Exercise objective
Write the data out again, exactly as given.

Dataset entries
◇ ◇ ◇

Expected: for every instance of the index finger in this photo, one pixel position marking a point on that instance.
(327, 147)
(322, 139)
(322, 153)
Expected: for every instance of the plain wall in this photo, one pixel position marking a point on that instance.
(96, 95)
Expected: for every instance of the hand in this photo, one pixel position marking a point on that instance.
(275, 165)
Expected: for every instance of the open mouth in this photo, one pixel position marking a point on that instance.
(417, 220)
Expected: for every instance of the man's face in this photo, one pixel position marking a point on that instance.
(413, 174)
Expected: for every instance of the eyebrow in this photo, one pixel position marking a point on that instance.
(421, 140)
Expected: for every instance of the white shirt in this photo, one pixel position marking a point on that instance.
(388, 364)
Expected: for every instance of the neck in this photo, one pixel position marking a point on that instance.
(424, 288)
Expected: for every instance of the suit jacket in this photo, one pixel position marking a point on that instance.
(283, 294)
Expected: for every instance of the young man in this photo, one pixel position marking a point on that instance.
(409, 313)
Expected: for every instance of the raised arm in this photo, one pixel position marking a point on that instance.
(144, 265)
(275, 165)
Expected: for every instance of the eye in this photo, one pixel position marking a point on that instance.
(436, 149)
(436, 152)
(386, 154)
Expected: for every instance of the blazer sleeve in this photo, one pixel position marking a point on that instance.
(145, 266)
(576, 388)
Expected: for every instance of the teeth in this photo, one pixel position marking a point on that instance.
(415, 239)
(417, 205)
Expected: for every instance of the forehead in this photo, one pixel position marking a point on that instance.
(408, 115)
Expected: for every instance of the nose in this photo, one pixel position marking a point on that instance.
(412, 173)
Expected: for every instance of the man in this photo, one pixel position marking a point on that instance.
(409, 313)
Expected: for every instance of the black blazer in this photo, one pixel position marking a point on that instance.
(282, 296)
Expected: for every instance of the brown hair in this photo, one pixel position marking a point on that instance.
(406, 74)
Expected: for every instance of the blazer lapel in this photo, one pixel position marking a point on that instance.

◇ ◇ ◇

Solution
Expected: for every instance of the index finger in this photo, one pixel position marking a point on that instance.
(327, 147)
(322, 139)
(322, 153)
Expected: for every instance of the plain wall in this photo, one pixel position marking a point on that instance.
(96, 95)
Expected: for every instance of the hand in this photo, one pixel position marking a point on that instance.
(275, 165)
Expected: for every instance of the open mouth in this photo, one pixel position marking a point on that instance.
(417, 220)
Expected: for every instance of the man's face in this photo, one pixel position marking a point on that instance.
(413, 174)
Expected: for every instance of the eyebrow in this photo, one pixel position marking a point on that instance.
(421, 140)
Expected: for every instance of the white shirt in this photo, one pixel position marking a point on that instance.
(388, 364)
Expected: for every instance of the neck in this photo, one pixel position marking a point on that instance.
(424, 288)
Expected: for every instance of the suit jacket in this photo, one pixel position marking a point on that instance.
(283, 294)
Expected: for every instance of the young man in this photo, one pixel position marking a point on that instance.
(409, 313)
Expected: for every instance of the raised arm in this photo, one pixel position marking a point on that instance.
(144, 265)
(275, 165)
Expected: for every instance of the eye in this photo, one pixel position marking a point on that instance.
(436, 149)
(436, 152)
(386, 154)
Expected: for every instance of the blazer sleeve in this photo, one pixel position marking a point on that instance.
(145, 266)
(576, 388)
Expected: for every instance of the teeth in this photo, one pixel position marking a point on that instance.
(415, 239)
(417, 205)
Expected: for every instance of the forehead in this photo, one pixel position marking a point on that instance.
(408, 115)
Expected: for every instance of the nose in this photo, one pixel position marking a point on that instance.
(412, 173)
Expected: for every instance of the man in this photo, one pixel position marking a point on that instance.
(409, 313)
Expected: for every instance of the black blazer in this photo, one pixel position marking a point on that instance.
(282, 296)
Expected: for every instance of the brown hair in this photo, one pixel position marking a point on that instance.
(406, 74)
Expected: for every instance of the blazer lapel in this photo, one pixel position marking a point on that instance.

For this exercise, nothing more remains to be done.